Stated task: Pull out every line below that contains the word "through", matching its case exactly.

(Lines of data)
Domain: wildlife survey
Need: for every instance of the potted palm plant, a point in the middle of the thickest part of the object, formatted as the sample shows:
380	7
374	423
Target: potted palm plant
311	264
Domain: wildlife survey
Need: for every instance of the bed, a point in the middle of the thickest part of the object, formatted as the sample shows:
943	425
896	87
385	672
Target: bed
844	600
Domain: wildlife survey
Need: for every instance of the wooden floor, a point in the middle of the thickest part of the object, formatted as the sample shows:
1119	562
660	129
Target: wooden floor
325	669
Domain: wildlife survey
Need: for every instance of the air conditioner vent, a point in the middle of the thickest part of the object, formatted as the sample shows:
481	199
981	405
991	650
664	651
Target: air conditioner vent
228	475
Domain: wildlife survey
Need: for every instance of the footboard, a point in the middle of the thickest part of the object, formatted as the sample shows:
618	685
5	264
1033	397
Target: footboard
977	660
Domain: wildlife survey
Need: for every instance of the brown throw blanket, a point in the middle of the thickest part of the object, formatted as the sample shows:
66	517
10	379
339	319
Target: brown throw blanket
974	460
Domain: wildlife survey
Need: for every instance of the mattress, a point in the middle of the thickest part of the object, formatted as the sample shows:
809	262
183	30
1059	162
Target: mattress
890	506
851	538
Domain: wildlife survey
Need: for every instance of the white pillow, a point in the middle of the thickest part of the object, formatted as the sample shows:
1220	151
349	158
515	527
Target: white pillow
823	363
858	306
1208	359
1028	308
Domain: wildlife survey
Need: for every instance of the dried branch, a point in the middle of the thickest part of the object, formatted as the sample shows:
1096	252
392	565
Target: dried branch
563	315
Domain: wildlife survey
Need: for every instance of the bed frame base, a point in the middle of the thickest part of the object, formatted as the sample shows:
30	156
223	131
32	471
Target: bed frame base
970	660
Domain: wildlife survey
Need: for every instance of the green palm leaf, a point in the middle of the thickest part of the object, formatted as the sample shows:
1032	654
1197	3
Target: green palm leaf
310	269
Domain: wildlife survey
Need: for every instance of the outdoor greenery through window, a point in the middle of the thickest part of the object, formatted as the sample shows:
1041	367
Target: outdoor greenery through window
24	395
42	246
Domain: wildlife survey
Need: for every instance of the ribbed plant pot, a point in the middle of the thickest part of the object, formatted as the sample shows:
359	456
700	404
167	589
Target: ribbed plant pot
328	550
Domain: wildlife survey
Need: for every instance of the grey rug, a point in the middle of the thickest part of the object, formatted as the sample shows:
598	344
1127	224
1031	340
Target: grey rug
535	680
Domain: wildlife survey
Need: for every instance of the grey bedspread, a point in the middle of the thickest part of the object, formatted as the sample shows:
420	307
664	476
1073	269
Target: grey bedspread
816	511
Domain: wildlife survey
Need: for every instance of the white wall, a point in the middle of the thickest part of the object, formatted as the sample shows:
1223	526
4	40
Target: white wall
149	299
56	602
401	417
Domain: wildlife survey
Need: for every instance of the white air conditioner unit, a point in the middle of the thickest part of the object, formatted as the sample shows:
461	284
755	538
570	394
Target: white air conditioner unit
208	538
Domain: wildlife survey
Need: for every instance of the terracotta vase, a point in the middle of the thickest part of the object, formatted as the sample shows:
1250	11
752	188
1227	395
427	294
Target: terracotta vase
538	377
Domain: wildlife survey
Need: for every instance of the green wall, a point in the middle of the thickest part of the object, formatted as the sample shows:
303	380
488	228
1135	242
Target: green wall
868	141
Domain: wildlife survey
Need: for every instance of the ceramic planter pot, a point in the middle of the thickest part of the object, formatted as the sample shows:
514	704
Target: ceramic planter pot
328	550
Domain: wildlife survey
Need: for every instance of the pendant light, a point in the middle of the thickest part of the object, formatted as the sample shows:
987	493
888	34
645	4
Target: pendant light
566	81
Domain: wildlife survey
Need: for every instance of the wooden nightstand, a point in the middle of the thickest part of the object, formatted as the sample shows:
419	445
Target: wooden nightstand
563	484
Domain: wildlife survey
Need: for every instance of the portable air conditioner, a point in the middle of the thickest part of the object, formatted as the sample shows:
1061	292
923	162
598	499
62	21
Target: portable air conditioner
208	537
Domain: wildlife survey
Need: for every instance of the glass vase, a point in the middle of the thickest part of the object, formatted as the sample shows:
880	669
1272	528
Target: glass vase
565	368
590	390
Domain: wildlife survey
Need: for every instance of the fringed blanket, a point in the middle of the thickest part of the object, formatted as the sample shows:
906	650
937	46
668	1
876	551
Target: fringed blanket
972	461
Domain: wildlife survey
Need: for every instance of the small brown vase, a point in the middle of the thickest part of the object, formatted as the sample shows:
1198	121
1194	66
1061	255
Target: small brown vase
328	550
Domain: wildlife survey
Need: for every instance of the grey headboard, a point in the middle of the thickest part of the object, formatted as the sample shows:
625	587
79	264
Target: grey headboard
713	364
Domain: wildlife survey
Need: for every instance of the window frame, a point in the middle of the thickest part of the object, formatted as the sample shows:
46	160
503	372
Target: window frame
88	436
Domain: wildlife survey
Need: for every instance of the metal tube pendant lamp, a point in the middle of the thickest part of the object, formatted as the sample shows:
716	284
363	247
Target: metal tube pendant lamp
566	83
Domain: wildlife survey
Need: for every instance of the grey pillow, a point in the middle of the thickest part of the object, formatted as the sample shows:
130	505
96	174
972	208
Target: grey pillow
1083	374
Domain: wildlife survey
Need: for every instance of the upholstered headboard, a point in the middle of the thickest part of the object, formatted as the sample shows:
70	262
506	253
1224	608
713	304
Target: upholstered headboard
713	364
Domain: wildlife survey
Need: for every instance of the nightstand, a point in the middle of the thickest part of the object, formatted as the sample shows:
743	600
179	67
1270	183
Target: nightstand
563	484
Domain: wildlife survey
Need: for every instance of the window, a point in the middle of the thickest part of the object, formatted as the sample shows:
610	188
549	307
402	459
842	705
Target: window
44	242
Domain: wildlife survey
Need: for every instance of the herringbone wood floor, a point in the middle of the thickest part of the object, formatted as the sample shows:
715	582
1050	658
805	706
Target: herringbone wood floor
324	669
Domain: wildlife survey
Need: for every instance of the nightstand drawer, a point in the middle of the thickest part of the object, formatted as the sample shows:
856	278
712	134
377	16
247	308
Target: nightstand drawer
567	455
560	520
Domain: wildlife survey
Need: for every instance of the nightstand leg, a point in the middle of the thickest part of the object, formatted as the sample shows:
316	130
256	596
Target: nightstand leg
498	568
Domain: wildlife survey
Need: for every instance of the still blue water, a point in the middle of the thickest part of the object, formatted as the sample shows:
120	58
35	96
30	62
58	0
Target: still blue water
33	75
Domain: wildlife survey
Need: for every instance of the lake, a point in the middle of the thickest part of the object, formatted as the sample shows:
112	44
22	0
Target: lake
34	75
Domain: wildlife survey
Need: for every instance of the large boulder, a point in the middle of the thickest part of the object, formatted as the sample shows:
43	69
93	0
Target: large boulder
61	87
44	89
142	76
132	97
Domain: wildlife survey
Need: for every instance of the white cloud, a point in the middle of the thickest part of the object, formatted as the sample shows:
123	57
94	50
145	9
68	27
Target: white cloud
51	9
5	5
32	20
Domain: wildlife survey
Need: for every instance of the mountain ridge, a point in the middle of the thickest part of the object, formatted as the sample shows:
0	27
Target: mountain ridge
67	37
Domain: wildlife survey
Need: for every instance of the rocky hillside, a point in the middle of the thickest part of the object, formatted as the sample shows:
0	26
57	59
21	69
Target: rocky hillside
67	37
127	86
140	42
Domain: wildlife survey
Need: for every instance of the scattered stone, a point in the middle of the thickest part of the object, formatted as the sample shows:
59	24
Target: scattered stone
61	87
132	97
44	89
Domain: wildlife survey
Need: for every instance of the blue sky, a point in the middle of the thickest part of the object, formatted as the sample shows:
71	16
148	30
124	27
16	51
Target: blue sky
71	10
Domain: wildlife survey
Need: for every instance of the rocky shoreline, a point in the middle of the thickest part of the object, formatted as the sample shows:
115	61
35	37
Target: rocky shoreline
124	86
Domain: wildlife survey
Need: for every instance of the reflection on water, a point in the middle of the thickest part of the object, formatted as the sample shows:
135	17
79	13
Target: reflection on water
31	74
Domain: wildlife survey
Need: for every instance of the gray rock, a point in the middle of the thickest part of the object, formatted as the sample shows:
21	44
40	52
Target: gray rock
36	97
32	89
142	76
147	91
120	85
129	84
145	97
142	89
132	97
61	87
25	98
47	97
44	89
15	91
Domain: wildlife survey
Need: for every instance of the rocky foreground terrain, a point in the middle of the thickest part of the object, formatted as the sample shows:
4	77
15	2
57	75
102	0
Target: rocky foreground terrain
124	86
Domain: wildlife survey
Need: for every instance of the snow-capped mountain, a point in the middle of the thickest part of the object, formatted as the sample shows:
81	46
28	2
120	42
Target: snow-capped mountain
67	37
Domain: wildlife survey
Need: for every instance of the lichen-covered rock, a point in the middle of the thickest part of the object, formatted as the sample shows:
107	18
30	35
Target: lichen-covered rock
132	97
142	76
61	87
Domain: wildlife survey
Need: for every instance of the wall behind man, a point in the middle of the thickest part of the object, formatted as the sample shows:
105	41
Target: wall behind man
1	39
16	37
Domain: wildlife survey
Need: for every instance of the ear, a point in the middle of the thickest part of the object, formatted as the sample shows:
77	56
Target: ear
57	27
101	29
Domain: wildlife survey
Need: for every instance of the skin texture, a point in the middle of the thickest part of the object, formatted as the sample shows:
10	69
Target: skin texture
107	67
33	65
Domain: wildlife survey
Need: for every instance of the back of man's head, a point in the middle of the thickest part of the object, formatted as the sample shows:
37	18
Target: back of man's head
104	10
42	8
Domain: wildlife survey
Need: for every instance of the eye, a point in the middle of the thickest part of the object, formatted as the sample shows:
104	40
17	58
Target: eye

Expected output:
Need: for every instance of the outdoor greenery through window, a point in the middle of the thickest part of the object, formatted as the sample shows:
Target: outdoor greenery through window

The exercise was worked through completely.